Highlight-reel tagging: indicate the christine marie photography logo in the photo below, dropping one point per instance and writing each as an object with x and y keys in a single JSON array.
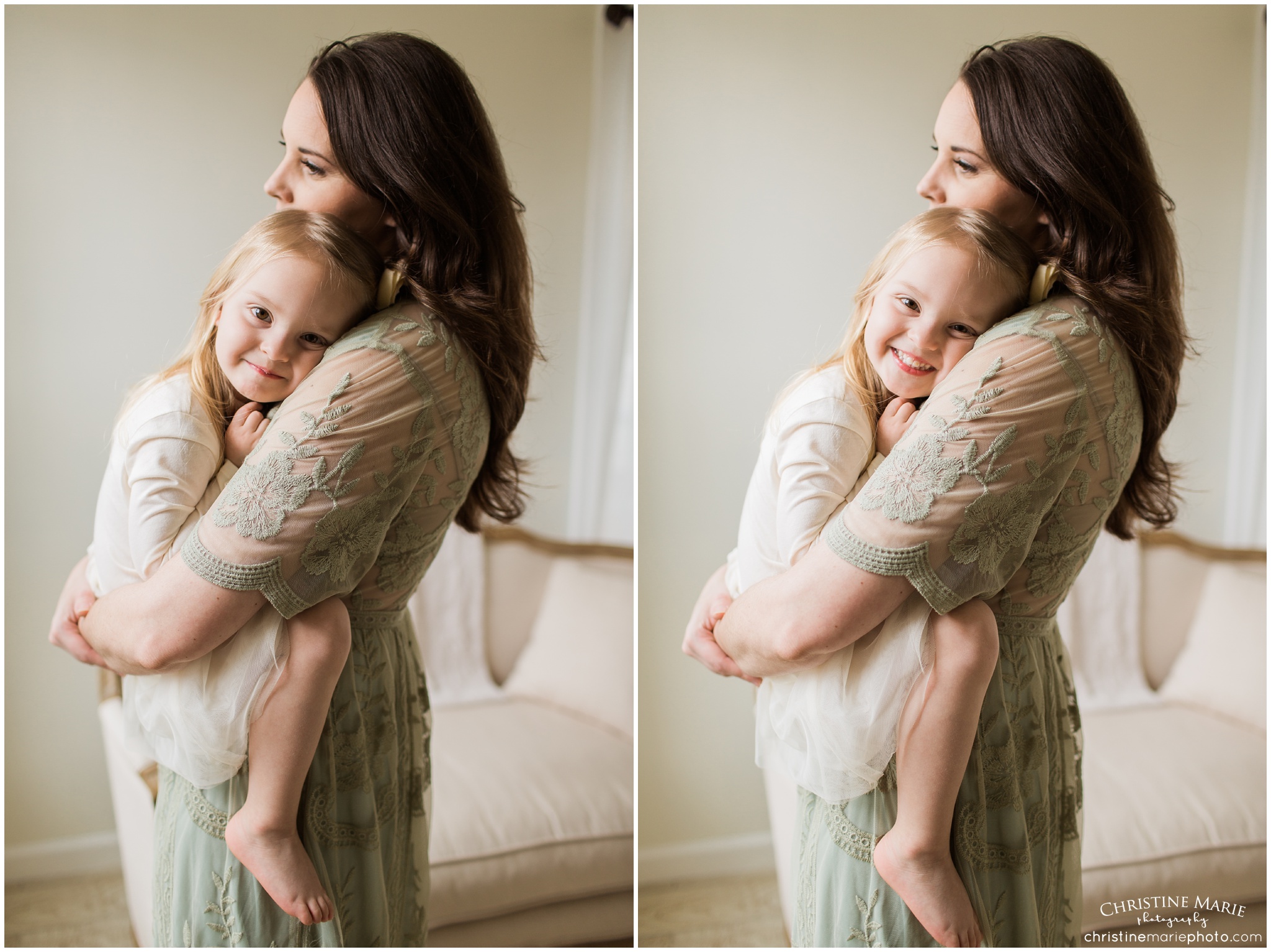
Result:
[
  {"x": 1171, "y": 910},
  {"x": 1164, "y": 913}
]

▶ [What you have to do]:
Please recast the data above as a JSON list of strings with one string per line, skipping blank lines and leaving out the pictures.

▶ [Completed exercise]:
[
  "Highlight-reel tagging: indicate the christine marie photography logo in the photo below, dropping one point per instance and writing each as an object with x and y keys in a single JSON array.",
  "Result:",
  "[",
  "  {\"x\": 1171, \"y\": 910},",
  "  {\"x\": 1164, \"y\": 913}",
  "]"
]